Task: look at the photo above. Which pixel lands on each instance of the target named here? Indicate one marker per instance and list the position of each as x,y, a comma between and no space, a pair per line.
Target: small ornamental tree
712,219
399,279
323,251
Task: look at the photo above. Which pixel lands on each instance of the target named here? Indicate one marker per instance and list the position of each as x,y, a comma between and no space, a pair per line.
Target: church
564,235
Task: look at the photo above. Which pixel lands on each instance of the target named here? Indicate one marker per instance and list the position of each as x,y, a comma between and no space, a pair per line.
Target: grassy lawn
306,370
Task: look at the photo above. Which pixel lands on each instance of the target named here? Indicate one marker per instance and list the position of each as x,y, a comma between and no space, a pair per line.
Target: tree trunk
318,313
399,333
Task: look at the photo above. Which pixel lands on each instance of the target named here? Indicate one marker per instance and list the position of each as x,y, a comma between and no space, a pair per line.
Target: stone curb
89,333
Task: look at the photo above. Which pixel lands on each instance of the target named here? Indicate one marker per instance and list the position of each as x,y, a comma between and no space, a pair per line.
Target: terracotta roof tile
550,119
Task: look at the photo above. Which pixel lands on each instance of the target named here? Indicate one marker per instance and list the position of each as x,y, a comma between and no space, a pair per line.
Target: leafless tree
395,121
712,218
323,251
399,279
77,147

## TASK DESCRIPTION
A complete and exact repetition of the entries is required.

## RESULT OF THIS TASK
Task: look at the photo above. Which pixel lands on each instance of the target named here? Indicate one marker per instance and list the position of each as x,y, a comma between and no space, a pair per line.
Target: small ornamental tree
712,219
399,279
323,251
Task: look at the photo above. Which pixel lands on each instance of the target named here? Indicate one marker per instance and list the position of each as x,y, a comma between and no space, a pair per line.
Target: church
564,235
Task: look at the photo above. Which pixel lands on each instance of the target named here? Indicate one marker per instance and list the position of each as x,y, a comma between and no space, a pair per line.
Target: grassy lawn
306,370
Task: look at the photo above. Which pixel lands on each instance of the target named here? Indicate one marker per instance and list the position of each as x,y, a comma between and no space, a pair per line.
Target: tree trunk
318,313
399,333
Task: look at the photo above. Which pixel lands on each instance of the target named here? Indicate one marker per instance and list the position of each as x,y, a comma between and no space, a pair per line.
Target: stone curb
89,333
Task: look at the photo above. Which pixel lands on each instance of the target named here? Indicate one marker per instance and list the position of each as x,y, a comma between and no space, a pair per line.
Target: terracotta roof tile
550,119
Task: look at the photo above. Which pixel lands on each instance of the target named here? Indicate one marker per instance and list the position of each as x,y, a comma between and no space, a pair per line.
Target: leafless tree
395,121
712,218
323,251
399,279
77,147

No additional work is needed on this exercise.